**Seçilen Metin**
--- --- ---

Filmi 29 kasım 2011 Salı günü Kızılay Büyülüfener sinemasında 21:05 seansında eşim ve minik kızımla izledik. Sinema salonunda bizden başka kimse olmadığı için kendi evimizde gibiydik. Sahneler hakkında fısıldaşmadan rahatça konuşabildik.
Kızım henüz annesinin karnında olduğundan filmdeki insana hüzün veren sahnelerden, örneğin başlangıçtaki atın vurulma sahnesi, bizler kadar etkilenmemiştir diye düşünüyorum. Ama annesinin halet-i ruhuyesindeki değişim onu etkileyip hüzünlendirdiyse bilemem. Öyleyse affet bizi kızım.
Sonbahar filmini izlememiş olsak Gelecek Uzun Sürer’i bu kadar merak edip gitmezdik heralde. Hem böyleyken bile sıcacık evimizden ayrılıp Ankaranın buz gibi havasında sinema için yollara düşmek zor gelmedi değil. Neyse filme geçeyim.
Film yukarıda bahsettiğim son derece hüzünlü ve etkileyici sahne ile başlıyor ve kasvetli atmosferine daha ilk dakikadan dahil ediyor insanı. Başrolde güzel bir Ermeni kız anadoluda kendi dilinde söylenen ağıtları toplama peşinde yollara düşüyor. Üniversitedeki sevgilisi (davası uğruna?) memleketine dönüp kızı terkediyor. Kız sürekli arayış içerisinde sokaklarda elinde mikrofonu ve kayıt cihazı hayatın seslerini, hayatın kendisini kaydetmeye çalışıyor. Filmde bir yerde şöyle bir söz hatırımda kalmış “Hayat bir kızın elinde sepetiyle her gün geçtiği uzun bir sokaktır.” Bu sözdeki gibi hayatı sokaklarda arıyor ve sokaktaki insan seslerini, makina seslerini, araç seslerini, hatta sabahın köründe muhteşem dicle/fırat manzarasında sessizliğin sesini dinliyor, kaydediyor. O insanların hayatını unutulmaktan kurtarmak istiyor gibi sanki.

--- --- ---

**Çıkarılan Veriler**
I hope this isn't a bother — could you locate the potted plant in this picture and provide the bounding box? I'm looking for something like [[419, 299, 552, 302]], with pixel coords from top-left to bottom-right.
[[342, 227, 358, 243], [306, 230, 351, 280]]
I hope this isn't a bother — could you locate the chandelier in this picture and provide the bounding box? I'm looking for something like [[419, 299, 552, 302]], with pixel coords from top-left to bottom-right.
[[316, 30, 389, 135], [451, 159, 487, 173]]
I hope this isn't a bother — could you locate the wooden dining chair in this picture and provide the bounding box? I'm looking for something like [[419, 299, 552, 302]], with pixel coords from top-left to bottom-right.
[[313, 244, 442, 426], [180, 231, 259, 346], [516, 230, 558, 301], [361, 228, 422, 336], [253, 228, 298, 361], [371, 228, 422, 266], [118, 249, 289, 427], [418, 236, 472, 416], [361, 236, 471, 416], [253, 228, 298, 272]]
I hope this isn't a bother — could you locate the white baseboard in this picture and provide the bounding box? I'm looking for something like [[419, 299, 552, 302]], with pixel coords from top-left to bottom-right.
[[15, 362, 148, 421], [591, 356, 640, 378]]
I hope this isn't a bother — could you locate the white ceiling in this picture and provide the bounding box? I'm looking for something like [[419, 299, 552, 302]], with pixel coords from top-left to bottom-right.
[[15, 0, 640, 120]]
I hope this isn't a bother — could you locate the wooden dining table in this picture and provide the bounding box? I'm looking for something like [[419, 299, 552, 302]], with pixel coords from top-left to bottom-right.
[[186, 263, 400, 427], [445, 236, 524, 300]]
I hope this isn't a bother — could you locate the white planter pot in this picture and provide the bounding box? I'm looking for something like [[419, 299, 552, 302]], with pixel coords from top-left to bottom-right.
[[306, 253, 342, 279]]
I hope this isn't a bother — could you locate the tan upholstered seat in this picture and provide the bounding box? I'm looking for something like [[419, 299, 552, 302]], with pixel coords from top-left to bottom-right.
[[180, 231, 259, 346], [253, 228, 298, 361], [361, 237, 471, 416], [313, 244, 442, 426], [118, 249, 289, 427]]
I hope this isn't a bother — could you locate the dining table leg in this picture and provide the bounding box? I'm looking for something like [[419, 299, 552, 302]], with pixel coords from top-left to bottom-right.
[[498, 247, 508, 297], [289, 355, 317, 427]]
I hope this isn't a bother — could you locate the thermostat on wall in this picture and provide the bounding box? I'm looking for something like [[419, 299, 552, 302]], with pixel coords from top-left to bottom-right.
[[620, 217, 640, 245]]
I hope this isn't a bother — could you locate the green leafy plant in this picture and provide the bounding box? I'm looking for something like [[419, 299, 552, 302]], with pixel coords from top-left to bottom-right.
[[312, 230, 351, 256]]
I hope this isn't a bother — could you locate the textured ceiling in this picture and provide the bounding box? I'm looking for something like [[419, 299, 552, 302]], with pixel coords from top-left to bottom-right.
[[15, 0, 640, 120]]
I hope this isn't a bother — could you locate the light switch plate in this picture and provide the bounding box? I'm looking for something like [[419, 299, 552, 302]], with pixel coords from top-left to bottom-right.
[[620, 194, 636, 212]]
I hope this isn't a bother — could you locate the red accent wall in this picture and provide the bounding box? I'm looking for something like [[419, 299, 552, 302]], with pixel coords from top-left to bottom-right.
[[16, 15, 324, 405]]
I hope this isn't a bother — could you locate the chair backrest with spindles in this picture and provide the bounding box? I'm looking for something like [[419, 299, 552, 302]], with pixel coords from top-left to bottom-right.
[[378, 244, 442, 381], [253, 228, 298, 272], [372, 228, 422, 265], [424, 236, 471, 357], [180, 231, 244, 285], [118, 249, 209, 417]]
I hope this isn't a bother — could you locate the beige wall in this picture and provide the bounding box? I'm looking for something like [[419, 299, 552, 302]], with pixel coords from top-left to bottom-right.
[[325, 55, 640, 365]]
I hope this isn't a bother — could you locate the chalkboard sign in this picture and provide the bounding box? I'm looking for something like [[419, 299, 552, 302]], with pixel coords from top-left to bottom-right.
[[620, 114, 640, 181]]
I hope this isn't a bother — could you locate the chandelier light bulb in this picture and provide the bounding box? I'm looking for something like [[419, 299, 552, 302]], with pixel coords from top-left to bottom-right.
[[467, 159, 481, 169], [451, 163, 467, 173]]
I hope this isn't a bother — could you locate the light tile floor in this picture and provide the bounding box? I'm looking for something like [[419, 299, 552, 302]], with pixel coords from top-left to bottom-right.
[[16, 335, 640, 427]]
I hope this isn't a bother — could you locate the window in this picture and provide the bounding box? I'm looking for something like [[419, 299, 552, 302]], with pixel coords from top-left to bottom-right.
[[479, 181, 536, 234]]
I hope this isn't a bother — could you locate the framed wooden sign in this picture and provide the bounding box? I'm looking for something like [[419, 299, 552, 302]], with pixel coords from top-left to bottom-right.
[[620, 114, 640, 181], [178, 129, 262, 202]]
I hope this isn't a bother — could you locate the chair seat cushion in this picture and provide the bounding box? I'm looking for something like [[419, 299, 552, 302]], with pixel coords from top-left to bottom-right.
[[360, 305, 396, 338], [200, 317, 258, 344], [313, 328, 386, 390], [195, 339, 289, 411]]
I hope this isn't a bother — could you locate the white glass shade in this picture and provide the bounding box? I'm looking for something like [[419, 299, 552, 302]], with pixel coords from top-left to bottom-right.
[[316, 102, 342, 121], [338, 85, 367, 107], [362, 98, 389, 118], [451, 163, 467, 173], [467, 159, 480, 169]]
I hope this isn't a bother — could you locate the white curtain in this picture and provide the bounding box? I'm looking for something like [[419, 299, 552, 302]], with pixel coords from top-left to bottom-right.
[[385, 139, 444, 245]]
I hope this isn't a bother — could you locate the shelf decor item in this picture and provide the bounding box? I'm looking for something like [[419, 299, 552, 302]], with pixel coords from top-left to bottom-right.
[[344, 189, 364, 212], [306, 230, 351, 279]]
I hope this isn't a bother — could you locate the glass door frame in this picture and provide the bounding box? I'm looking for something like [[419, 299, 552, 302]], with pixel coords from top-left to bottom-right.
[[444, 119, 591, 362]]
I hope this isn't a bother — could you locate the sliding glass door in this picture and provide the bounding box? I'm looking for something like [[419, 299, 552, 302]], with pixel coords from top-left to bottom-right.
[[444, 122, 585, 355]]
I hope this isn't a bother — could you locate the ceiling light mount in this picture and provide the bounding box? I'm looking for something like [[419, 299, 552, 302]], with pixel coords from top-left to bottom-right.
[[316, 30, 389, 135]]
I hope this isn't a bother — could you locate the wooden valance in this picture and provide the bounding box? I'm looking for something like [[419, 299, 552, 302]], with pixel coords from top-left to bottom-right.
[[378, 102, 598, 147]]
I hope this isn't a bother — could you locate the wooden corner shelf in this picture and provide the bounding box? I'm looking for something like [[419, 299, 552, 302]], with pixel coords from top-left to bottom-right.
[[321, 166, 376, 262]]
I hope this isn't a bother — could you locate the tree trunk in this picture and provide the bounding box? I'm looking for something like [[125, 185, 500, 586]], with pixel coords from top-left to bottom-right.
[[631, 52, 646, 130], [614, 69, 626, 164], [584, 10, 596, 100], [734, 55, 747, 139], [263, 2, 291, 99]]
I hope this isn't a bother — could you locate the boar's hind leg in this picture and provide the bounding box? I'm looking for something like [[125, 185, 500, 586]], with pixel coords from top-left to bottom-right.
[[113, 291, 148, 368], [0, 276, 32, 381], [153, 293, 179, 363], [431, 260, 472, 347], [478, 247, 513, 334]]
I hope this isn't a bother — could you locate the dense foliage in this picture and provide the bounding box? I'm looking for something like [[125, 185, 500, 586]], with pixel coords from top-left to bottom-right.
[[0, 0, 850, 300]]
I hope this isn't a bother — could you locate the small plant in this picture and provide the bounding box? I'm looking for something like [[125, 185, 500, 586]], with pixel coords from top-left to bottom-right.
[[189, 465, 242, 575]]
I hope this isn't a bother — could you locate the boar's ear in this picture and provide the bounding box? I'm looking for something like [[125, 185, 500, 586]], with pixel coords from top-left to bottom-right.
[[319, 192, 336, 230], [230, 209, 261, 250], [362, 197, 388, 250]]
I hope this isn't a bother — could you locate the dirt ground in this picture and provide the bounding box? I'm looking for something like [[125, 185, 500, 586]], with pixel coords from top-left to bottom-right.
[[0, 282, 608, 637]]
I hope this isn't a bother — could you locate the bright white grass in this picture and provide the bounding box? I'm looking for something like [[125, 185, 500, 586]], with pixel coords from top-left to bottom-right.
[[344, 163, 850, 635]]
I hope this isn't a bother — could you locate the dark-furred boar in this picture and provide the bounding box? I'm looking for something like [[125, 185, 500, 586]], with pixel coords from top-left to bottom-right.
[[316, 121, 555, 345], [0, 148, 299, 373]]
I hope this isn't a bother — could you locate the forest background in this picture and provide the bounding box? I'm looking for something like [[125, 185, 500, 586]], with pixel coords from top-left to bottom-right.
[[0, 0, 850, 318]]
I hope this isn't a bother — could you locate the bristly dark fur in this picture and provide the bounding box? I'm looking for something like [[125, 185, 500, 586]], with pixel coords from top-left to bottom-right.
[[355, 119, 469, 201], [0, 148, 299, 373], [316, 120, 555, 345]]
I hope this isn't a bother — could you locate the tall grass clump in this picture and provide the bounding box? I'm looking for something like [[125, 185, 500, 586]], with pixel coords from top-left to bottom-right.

--- --- ---

Film yazısına göre film hangi sinemada ve hangi seansta izlenmiş? Yukarıdaki satırlar metinle ilgisiz, ayrı bir kaynaktan alınmıştır.

Kızılay Büyülüfener sinemasında, 21:05 seansında.